#### DESCRIPTION OF THE TASK:
Below are some records; return each one exactly.

[Records excerpted from a collection]
=== Section Start ===

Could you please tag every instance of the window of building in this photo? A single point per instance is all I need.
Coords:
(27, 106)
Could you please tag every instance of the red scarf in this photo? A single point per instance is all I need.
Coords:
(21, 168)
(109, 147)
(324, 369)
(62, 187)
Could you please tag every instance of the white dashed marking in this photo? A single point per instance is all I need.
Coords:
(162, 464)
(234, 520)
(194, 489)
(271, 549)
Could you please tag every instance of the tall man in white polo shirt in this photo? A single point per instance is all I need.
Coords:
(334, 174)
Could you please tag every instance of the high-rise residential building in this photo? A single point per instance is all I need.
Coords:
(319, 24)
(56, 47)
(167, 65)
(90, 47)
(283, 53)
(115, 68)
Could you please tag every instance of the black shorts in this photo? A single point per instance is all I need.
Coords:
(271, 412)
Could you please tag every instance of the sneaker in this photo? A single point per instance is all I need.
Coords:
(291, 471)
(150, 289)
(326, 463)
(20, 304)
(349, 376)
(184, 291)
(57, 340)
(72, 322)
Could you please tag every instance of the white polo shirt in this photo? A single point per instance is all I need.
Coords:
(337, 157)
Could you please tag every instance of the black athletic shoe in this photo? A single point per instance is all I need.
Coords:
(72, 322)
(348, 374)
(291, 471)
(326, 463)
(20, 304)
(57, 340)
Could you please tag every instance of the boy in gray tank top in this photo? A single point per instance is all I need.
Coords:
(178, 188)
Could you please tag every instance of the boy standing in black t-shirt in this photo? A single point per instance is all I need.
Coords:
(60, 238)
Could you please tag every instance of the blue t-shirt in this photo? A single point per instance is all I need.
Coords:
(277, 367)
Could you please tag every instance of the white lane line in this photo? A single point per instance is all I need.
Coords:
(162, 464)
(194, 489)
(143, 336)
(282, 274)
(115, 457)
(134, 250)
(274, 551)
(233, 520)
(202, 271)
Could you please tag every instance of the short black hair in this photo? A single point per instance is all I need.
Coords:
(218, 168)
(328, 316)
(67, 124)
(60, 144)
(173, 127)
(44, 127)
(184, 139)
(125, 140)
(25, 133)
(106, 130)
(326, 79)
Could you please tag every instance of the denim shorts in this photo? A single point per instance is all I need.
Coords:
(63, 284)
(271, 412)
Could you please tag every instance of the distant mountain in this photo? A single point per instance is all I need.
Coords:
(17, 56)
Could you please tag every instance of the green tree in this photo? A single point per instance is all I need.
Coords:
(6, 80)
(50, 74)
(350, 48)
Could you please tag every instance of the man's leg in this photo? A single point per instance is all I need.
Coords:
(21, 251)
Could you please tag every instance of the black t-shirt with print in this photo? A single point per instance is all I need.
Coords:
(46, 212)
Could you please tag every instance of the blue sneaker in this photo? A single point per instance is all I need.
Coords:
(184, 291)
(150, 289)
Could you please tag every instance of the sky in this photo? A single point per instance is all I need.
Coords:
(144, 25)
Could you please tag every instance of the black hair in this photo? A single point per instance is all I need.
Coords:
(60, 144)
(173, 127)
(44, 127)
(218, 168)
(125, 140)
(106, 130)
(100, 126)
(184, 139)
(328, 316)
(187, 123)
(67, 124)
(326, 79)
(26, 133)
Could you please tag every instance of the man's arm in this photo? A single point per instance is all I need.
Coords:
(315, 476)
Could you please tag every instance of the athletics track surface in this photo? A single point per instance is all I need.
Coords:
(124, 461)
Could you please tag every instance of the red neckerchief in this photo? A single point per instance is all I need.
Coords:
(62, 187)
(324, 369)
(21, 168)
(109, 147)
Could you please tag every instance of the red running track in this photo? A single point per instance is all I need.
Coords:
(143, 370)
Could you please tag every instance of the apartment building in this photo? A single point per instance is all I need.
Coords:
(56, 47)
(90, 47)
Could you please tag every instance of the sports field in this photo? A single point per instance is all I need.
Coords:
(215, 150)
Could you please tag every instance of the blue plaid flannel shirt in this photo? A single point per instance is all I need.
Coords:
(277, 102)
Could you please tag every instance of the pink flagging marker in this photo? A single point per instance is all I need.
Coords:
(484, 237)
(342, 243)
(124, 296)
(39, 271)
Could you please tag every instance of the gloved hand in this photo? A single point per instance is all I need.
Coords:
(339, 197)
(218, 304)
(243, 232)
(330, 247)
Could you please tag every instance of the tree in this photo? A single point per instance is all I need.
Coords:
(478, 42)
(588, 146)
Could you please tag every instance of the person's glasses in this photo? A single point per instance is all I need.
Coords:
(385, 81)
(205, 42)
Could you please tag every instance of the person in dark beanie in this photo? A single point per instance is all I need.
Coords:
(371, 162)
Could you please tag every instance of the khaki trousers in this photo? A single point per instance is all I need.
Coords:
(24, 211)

=== Section End ===

#### ANSWER SECTION:
Could you please tag every instance of the window of building in this photo? A single point per instance is all I need.
Coords:
(27, 106)
Could you please tag every instance of the red scarf in this photo? A single point per instance is all I need.
Coords:
(21, 168)
(109, 147)
(324, 369)
(62, 187)
Could you please tag every instance of the white dashed marking in this photo? A single point per instance is all I need.
Coords:
(162, 464)
(234, 520)
(194, 489)
(271, 549)
Could you please tag every instance of the tall man in white polo shirt in this photo? A single point per instance is all I need.
Coords:
(334, 174)
Could you please tag every instance of the high-rise residential building in this photo? A single point per instance is all I need.
Coords:
(319, 24)
(56, 47)
(167, 65)
(90, 47)
(283, 53)
(115, 68)
Could you please tag every instance of the black shorts in this photo? A single point per instance is all I need.
Coords:
(271, 412)
Could you please tag every instance of the sneaker in this photo? A single point per instance is all I need.
Coords:
(291, 471)
(150, 289)
(326, 463)
(20, 304)
(349, 376)
(184, 291)
(57, 340)
(72, 322)
Could you please tag every instance of the white polo shirt in this photo? A single point per instance is all I need.
Coords:
(337, 157)
Could you please tag every instance of the black athletic shoe in this photo? A single point per instance is all I need.
Coords:
(72, 322)
(348, 374)
(291, 471)
(326, 463)
(20, 304)
(57, 340)
Could you please tag every instance of the boy in gray tank top in this photo? A single point per instance is all I need.
Coords:
(178, 188)
Could you please tag every instance of the boy standing in black t-shirt in this photo? A single point per instance is all I need.
Coords:
(60, 238)
Could you please tag every instance of the blue t-shirt in this photo? A single point per instance is all I need.
Coords:
(277, 367)
Could you please tag every instance of the white lane line in this photo? A single point per instance is all I need.
Coords:
(162, 464)
(194, 489)
(143, 336)
(282, 274)
(115, 457)
(134, 250)
(274, 551)
(233, 520)
(202, 271)
Could you please tag every instance of the short black hair in this photo? A single point per instance is all I need.
Coords:
(218, 168)
(328, 316)
(67, 124)
(60, 144)
(173, 127)
(44, 127)
(184, 139)
(125, 140)
(25, 133)
(106, 130)
(326, 79)
Could you please tag every instance of the denim shorts in this photo? A single point per instance is all I need.
Coords:
(63, 284)
(271, 412)
Could you please tag every instance of the distant mountain in this photo? A single point per instance is all I need.
Coords:
(17, 56)
Could you please tag every instance of the green tree in this photo? A single point per instance is all I need.
Coords:
(6, 80)
(50, 74)
(350, 48)
Could you please tag every instance of the man's leg in this photo? A single point per instance is all I need.
Coords:
(21, 251)
Could you please tag every instance of the black t-shirt with print in this photo? A single point per instance is all I need.
Coords:
(46, 212)
Could you please tag every instance of the blue sneaker in this photo? A single point per instance is all I need.
Coords:
(184, 291)
(150, 289)
Could you please tag every instance of the sky in this photo? A single point per instance is all I need.
Coords:
(144, 25)
Could you please tag every instance of the black hair in this photo? A single point per instance is all I need.
Coords:
(60, 144)
(173, 127)
(44, 127)
(218, 168)
(125, 140)
(106, 130)
(100, 126)
(184, 139)
(328, 316)
(187, 123)
(67, 124)
(326, 79)
(26, 133)
Could you please tag every instance of the man's arm in this photo? A single point per instance is all I need.
Coords:
(315, 476)
Could you please tag every instance of the athletics track surface in this photo? A single point per instance is all I need.
Coords:
(124, 461)
Could you please tag every instance of the red neckerchief in this photo? A single point per instance is all I need.
Coords:
(62, 187)
(324, 369)
(21, 168)
(109, 147)
Could you please tag every instance of the red running track in this photo? A single point per instance is all I need.
Coords:
(143, 370)
Could you please tag every instance of the apartment building in this photo? A single point per instance is all I need.
Coords:
(56, 47)
(90, 47)
Could you please tag every instance of the sports field in this photo? A single point per instance is all I need.
Coords:
(215, 150)
Could you please tag every instance of the blue plaid flannel shirt in this photo? A single point per instance is all I need.
Coords:
(277, 102)
Could you please tag every instance of the pink flagging marker in this photo? A single point per instance is all I need.
Coords:
(484, 237)
(342, 243)
(124, 296)
(39, 271)
Could you please tag every instance of the gloved hand in this photo? A single point per instance is all I need.
Coords:
(339, 197)
(218, 304)
(243, 232)
(330, 247)
Could you please tag every instance of the tree in this photo? A single point per instance is all I need.
Coords:
(478, 42)
(588, 146)
Could you please tag every instance of the person's glasses in this photo? A single point per instance is all I need.
Coords:
(385, 81)
(205, 42)
Could you please tag every instance of the person in dark beanie in this photo? A single point per instance is all I need.
Coords:
(371, 162)
Could you please tag every instance of the khaki trousers in this photo? A single point per instance is all I need.
Coords:
(24, 211)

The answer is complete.